Action item: Repeat, exactly as written, the lines of the records below from the first through the line with "target | fish spots", but none past it.

Natural language region descriptions:
=======

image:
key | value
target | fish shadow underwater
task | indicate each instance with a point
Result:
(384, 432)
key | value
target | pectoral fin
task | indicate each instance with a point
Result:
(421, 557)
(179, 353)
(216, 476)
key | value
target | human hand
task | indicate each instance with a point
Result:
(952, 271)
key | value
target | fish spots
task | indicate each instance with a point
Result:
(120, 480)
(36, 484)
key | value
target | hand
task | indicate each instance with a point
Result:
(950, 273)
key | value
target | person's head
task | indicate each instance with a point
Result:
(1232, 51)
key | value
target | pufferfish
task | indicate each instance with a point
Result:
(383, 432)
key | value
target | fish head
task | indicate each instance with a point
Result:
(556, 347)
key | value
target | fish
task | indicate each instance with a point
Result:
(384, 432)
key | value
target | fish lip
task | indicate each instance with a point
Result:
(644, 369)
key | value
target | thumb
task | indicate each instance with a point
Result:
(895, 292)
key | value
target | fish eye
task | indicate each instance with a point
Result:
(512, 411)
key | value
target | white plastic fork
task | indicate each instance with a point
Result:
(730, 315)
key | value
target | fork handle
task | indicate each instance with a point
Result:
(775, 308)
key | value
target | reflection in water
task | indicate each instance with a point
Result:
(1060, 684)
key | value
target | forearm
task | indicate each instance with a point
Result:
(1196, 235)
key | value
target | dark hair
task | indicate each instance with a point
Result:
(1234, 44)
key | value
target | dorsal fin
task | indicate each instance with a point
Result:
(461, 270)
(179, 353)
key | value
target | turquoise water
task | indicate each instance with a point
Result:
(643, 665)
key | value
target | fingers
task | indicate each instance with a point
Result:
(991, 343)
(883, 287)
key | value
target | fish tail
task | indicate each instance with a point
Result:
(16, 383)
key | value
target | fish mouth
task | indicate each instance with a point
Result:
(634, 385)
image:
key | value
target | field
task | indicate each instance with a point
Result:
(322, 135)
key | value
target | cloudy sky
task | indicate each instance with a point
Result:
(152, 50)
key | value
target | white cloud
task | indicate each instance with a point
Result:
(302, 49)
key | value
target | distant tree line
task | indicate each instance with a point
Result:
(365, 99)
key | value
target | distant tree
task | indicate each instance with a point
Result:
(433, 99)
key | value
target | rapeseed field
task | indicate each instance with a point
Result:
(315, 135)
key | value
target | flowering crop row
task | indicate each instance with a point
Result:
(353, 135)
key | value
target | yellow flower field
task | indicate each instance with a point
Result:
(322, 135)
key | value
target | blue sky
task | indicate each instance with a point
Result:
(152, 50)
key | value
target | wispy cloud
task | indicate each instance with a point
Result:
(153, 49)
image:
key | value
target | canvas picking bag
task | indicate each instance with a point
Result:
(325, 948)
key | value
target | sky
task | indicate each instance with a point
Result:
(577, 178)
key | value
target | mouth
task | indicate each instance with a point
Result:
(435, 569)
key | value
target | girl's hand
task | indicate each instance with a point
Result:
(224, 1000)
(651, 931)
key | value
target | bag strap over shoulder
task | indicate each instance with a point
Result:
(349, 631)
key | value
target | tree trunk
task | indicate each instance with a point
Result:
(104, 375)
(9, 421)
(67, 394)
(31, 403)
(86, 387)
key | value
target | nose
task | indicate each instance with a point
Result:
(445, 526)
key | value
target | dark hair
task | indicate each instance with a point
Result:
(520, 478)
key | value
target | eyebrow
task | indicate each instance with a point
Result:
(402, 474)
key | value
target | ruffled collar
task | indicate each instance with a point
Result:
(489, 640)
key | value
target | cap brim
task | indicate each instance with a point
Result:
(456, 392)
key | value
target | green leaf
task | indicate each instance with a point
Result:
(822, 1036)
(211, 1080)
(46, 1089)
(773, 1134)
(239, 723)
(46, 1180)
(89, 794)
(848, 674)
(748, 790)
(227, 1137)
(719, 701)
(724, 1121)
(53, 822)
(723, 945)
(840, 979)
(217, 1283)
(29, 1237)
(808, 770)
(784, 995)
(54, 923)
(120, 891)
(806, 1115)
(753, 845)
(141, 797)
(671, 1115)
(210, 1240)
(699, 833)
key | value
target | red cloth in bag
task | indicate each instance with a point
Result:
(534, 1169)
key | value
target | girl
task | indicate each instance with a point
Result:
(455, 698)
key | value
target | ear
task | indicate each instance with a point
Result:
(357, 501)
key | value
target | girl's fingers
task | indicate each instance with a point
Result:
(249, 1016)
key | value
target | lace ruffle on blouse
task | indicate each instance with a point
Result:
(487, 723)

=======

Exercise output:
image:
key | value
target | fish shadow underwater
task | indicate each instance with a point
Result:
(384, 432)
key | value
target | pectoral fin
task | indicate each instance with a point
Result:
(421, 557)
(179, 353)
(216, 476)
key | value
target | human hand
task | indicate each instance with a point
Result:
(952, 271)
key | value
target | fish spots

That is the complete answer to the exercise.